-- Given passage --
== == ==
Although many of the terms of LOIs are non-binding and subject to negotiation, the LOI sets the “tone” and “expectations” of the parties up front prior to the commencement of due diligence and sale and purchase agreement drafting.  It is critical for both parties to communicate openly and clearly with a full understanding of the key terms of an LOI to facilitate a smoother transition to a definitive purchase agreement. If the key terms of the LOI are not fully understood, it may lead to disputes or failed expectations between the parties, and ultimately may result in a delayed, abandoned. or more costly transaction.  

The following is a representative (not all-inclusive) list of some of the more important and critical path issues that should be considered by the buyer and seller when negotiating an LOI:  

  • Is the proposed structure of the acquisition clearly defined in the LOI? There are many different ways to structure an M&A transaction, for example, all of the stock of a company can be purchased, or the purchase can be limited to certain identified business assets and liabilities, such as a particular product or service. There are significant tax implications that would need to be   considered depending on the agreed-upon structure. Additionally, the due diligence, timeline, and purchase price (including payment terms and conditions) of the transaction could vary significantly depending on the negotiated structure. If the framework of the structure is agreed to in the LOI stage, expectations can be set as to the due diligence and contract negotiation process, net proceeds, and timeline of the transaction. Buyers and sellers should consult with qualified transaction professionals (accounting/tax advisors, legal counsel, bankers, etc.) before executing an LOI to mitigate the risk of the negotiated terms being improperly vetted or incorrectly understood by buyer and seller before executing the LOI.
== == ==
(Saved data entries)
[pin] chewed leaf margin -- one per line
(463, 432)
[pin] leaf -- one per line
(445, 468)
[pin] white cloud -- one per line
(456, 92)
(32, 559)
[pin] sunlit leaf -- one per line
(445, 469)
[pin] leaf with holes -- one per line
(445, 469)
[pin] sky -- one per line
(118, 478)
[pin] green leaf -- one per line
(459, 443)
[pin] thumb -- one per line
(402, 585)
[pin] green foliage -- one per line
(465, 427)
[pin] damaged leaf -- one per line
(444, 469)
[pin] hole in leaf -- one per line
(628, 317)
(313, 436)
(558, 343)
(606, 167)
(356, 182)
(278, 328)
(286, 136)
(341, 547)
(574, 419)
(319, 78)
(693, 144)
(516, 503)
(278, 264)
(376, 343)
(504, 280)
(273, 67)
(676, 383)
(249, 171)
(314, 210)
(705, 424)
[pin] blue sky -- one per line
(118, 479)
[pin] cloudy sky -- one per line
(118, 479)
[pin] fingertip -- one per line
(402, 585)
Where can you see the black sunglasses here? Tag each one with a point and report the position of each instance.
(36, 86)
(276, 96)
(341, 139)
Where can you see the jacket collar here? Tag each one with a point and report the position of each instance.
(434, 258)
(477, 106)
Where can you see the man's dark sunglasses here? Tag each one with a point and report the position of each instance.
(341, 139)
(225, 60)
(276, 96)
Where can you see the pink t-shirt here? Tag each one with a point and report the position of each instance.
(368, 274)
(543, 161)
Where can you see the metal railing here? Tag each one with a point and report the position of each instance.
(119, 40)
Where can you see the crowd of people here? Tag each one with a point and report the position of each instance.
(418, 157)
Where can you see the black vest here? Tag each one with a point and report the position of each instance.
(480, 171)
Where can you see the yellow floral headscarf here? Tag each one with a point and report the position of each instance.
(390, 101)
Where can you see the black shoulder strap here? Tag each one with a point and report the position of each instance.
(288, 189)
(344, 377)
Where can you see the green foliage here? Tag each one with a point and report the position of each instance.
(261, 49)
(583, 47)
== == ==
-- Task --
Carry on the text on negotiating a letter of intent from where it stops.

-- Result --
  • What is the basis and methodology for determining the purchase price (EBITDA multiple, revenue multiple, asset valuation, etc.) and how will the purchase price be structured, (cash, stock, earn-out, hold-back, or combination thereof)? If valuation is based on EBITDA or revenue multiples, what time periods will serve as the base period? If stock is included in the transaction, how will the valuation and timing of the shares be determined? Will the stock consideration be limited to stock in company sold or stock in the buyer’s entire company? Additionally, transaction structures can include roll-over equity. Roll-over equity is a portion of the proceeds (generally a minority share) from the sale of a business reinvested into the company by seller to serve as an incentive for a seller to stay involved and committed in the sold company post-transaction, as well as to a provide buyer with a vehicle to partially finance the overall purchase of the company. An understanding of the significant components of the consideration at the LOI stage would allow for better tax planning.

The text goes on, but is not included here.